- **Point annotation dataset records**

▼▼▼

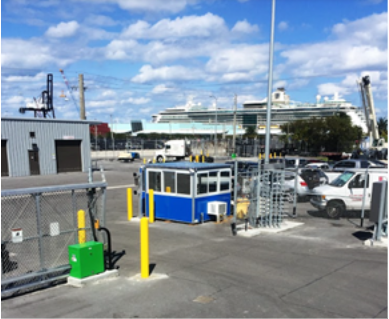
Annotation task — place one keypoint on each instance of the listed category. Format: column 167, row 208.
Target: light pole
column 215, row 122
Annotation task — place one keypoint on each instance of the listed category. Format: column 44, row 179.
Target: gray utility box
column 379, row 199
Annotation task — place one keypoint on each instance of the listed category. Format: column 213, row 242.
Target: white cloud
column 30, row 54
column 166, row 73
column 283, row 25
column 358, row 45
column 239, row 59
column 244, row 27
column 100, row 20
column 172, row 6
column 204, row 26
column 63, row 29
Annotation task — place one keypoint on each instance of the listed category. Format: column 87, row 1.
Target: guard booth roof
column 188, row 165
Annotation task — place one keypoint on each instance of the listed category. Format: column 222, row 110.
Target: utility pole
column 82, row 98
column 113, row 141
column 234, row 136
column 270, row 84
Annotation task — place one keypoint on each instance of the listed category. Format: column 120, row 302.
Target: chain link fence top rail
column 38, row 225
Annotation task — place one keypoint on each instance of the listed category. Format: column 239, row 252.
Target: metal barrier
column 262, row 200
column 38, row 225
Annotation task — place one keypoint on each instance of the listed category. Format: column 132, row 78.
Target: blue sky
column 139, row 57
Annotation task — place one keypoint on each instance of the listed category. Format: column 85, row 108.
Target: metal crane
column 378, row 146
column 45, row 103
column 70, row 90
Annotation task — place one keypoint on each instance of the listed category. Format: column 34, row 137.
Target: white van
column 346, row 191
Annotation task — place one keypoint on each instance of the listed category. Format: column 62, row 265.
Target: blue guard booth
column 187, row 192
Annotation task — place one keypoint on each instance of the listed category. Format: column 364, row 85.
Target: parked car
column 307, row 179
column 355, row 163
column 322, row 166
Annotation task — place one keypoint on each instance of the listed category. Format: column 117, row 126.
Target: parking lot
column 319, row 269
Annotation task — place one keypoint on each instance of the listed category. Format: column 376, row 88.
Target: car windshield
column 342, row 179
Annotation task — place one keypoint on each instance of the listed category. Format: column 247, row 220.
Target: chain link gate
column 38, row 225
column 262, row 199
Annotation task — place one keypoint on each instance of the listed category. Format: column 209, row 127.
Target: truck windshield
column 342, row 179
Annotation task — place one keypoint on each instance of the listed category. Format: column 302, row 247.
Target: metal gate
column 38, row 225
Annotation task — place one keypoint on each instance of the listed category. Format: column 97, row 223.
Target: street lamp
column 215, row 123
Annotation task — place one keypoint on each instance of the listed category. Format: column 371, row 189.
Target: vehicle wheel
column 335, row 209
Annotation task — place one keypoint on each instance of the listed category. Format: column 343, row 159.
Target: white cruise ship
column 254, row 112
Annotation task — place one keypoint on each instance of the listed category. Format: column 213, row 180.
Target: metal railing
column 38, row 225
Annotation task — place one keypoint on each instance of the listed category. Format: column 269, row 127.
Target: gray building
column 43, row 146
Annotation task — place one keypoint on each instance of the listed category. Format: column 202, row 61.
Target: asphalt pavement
column 319, row 269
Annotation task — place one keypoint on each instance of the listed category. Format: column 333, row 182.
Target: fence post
column 151, row 205
column 129, row 203
column 144, row 248
column 81, row 225
column 39, row 230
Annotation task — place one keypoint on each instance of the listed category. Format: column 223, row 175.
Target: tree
column 334, row 133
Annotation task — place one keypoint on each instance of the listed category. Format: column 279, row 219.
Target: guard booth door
column 33, row 158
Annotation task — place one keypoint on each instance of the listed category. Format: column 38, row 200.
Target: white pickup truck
column 346, row 192
column 173, row 150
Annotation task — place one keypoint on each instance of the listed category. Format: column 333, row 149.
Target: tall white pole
column 270, row 84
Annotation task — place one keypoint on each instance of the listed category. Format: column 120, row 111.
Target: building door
column 68, row 156
column 4, row 159
column 33, row 158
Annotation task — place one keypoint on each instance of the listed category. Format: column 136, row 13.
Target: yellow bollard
column 151, row 205
column 144, row 248
column 129, row 203
column 81, row 225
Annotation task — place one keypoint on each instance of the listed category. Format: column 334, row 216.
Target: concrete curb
column 80, row 283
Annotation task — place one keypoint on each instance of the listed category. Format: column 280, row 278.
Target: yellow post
column 144, row 248
column 151, row 205
column 81, row 225
column 129, row 203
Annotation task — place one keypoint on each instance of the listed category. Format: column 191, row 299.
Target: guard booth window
column 183, row 184
column 202, row 183
column 224, row 181
column 359, row 181
column 170, row 182
column 212, row 182
column 155, row 181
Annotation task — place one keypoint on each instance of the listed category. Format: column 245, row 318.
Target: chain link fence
column 38, row 225
column 262, row 198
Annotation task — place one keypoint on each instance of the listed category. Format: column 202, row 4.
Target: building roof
column 188, row 165
column 42, row 119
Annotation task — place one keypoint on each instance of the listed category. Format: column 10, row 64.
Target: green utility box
column 86, row 259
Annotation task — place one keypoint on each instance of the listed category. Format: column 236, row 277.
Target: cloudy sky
column 141, row 56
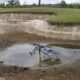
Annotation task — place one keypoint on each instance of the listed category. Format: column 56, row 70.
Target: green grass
column 63, row 16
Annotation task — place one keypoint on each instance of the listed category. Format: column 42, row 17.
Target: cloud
column 45, row 1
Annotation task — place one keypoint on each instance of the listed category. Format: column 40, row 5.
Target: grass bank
column 63, row 16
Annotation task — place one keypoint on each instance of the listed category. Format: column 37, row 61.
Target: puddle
column 27, row 55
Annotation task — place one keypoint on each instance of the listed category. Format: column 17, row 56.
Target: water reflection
column 29, row 55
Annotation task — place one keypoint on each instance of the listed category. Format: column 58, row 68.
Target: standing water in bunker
column 36, row 55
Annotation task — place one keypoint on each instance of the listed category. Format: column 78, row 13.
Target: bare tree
column 39, row 3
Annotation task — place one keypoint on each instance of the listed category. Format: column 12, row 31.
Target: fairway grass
column 63, row 16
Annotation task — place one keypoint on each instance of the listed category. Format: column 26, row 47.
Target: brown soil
column 23, row 37
column 14, row 73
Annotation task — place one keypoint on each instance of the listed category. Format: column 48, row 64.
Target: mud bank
column 36, row 24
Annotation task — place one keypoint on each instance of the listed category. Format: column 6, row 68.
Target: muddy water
column 20, row 55
column 36, row 24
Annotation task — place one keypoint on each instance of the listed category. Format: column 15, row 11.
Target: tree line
column 16, row 3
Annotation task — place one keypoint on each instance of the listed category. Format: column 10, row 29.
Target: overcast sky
column 45, row 1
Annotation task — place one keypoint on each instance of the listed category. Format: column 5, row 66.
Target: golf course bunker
column 37, row 55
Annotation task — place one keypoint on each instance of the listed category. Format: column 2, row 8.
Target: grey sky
column 45, row 1
column 48, row 1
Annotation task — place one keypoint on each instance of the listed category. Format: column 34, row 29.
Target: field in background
column 63, row 16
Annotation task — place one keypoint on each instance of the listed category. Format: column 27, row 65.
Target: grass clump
column 63, row 16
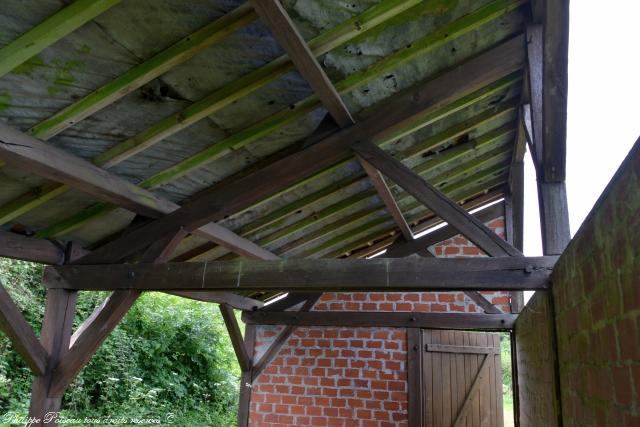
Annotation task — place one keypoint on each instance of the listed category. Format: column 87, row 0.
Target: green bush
column 168, row 355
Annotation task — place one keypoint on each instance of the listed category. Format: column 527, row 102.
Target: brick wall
column 352, row 376
column 596, row 295
column 535, row 359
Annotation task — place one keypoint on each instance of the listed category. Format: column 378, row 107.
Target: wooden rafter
column 203, row 108
column 427, row 97
column 449, row 211
column 356, row 319
column 284, row 30
column 26, row 248
column 50, row 31
column 179, row 52
column 53, row 163
column 312, row 275
column 340, row 34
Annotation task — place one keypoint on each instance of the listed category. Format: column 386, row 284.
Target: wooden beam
column 26, row 248
column 439, row 203
column 43, row 159
column 280, row 340
column 181, row 51
column 427, row 97
column 55, row 337
column 415, row 412
column 50, row 31
column 554, row 17
column 224, row 96
column 312, row 275
column 466, row 404
column 554, row 217
column 357, row 319
column 244, row 398
column 233, row 300
column 387, row 197
column 284, row 30
column 403, row 248
column 535, row 59
column 91, row 335
column 21, row 334
column 244, row 360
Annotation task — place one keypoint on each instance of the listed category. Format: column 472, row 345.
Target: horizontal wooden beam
column 406, row 110
column 21, row 334
column 312, row 275
column 363, row 319
column 228, row 298
column 25, row 152
column 16, row 246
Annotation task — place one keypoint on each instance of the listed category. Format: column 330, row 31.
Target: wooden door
column 461, row 379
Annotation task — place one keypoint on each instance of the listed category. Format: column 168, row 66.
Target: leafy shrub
column 168, row 355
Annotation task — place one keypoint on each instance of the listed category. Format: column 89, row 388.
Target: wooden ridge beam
column 275, row 16
column 449, row 211
column 370, row 18
column 312, row 275
column 21, row 334
column 427, row 97
column 357, row 319
column 53, row 163
column 50, row 31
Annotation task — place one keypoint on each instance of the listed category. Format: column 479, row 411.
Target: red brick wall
column 347, row 376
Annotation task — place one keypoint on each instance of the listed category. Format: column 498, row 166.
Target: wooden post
column 244, row 402
column 55, row 337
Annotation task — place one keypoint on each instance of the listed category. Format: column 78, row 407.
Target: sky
column 603, row 110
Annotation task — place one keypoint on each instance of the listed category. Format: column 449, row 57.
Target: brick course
column 352, row 376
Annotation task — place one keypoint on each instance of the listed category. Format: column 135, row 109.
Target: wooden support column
column 55, row 338
column 21, row 335
column 244, row 403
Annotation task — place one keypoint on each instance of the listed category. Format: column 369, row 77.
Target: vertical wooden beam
column 244, row 403
column 50, row 31
column 414, row 368
column 554, row 217
column 55, row 337
column 236, row 337
column 21, row 334
column 91, row 335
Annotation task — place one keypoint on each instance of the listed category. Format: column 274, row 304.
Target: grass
column 507, row 407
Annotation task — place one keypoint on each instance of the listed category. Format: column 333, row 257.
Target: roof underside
column 202, row 123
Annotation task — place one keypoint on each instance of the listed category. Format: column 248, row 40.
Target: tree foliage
column 168, row 355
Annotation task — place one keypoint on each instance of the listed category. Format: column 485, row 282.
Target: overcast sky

▲▲▲

- **WORK TO BE COMPLETED**
Please retype, exactly as written, every line from the line containing "78, row 407." through the last line of the records above, including both of those lines, and nothing else.

- **FINAL RESULT**
Annotation task — place one keypoint on each instance of the listed category. Format: column 78, row 407.
Target: sky
column 603, row 110
Annotation task — place one keypoint on each instance of the listed category. Format: column 449, row 57.
Target: brick course
column 352, row 376
Annotation task — place one keypoint on each instance of the listed category. Format: column 135, row 109.
Target: wooden support column
column 55, row 338
column 21, row 335
column 244, row 403
Annotation task — place one keypoint on each instance of the listed category. Format: column 369, row 77.
Target: vertical wooden beam
column 244, row 403
column 50, row 31
column 414, row 368
column 554, row 217
column 55, row 337
column 236, row 337
column 21, row 334
column 91, row 335
Annotation task — place one keypoint on each instance of the listed category. Format: column 274, row 304.
Target: grass
column 507, row 407
Annotation task — place one keypoint on each instance of the listed category. Format: column 333, row 257.
Target: roof underside
column 202, row 123
Annotation task — place one keypoint on each instance of the listed category. Format: column 248, row 40.
Target: tree foliage
column 168, row 355
Annotation task — place one keypoint on each instance of the listed category. Format: column 485, row 282.
Target: overcast sky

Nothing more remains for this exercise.